One problem with filters is that they can over-purify water and remove desirable micro-minerals or trace elements including iron, cobalt, chromium, copper, iodine, manganese, selenium, zinc, and molybdenum. These are dietary minerals needed by the human body in very small quantities (generally less than 100mg/day). Water is a good source for these. Losing minerals through drinking over-purified water increases the risk of degenerative diseases associated with premature aging, such as:
A healthy human body has a normal blood pH level of 7.3 to 7.5. Tap water is often around pH 6, which is acidic. Ideally, water for the human body should be slightly alkaline and this requires minerals such as Calcium, Sodium, Magnesium and Potassium. Bottled water will often contain acidic minerals such as Chlorine, Sulphur and Phosphor.
Many health care practitioners endorse the theory that aging and disease within the human body is due to the accumulation of acid waste. The toxic Western diet of over-processed junk foods and our culture of stress certainly lead to this. Detox regimes using diet in harmony with special waters are becoming a popular trend. In the West we tend to drink too little water to flush our systems, the recommended amount is about 2 litres a day, if you can find a source without taint.
There are many ‘miracle cures’ associated with water. In ancient times local springs often had specific healing qualities associated with them, a variant local to me being ‘Bodmin Eye Water’. Healing waters are found all over the world. Famous ones include Tlacote in Mexico, Nordenau in Germany, Nadana in India and Lourdes in France. According to some sources these waters have an effect because they contain active hydrogen. As this evaporates almost immediately people need to visit these sites for their treatments because the treatment can’t be bottled.

▶ Assignment 1: From the passage on drinking water, print the span that starts at the words "Many health care" and ends after the words "source without taint.".
▶ Assignment 2: List every mineral that the passage on drinking water says is needed to make water slightly alkaline.

▶ Raw data:
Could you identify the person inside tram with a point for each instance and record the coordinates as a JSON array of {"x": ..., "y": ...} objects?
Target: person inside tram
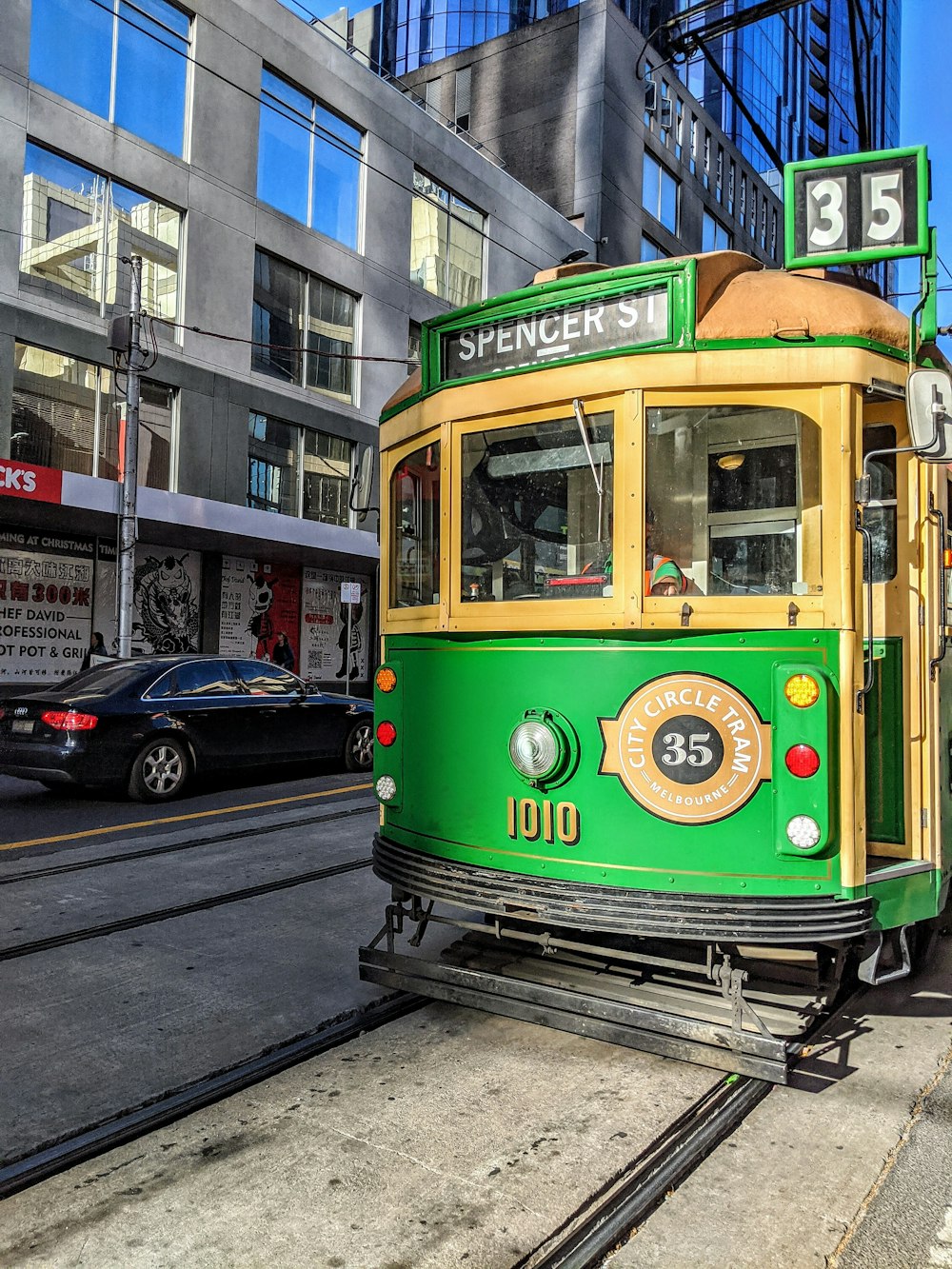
[{"x": 662, "y": 574}]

▶ Task response 1:
Many health care practitioners endorse the theory that aging and disease within the human body is due to the accumulation of acid waste. The toxic Western diet of over-processed junk foods and our culture of stress certainly lead to this. Detox regimes using diet in harmony with special waters are becoming a popular trend. In the West we tend to drink too little water to flush our systems, the recommended amount is about 2 litres a day, if you can find a source without taint.

▶ Task response 2: Calcium, Sodium, Magnesium, Potassium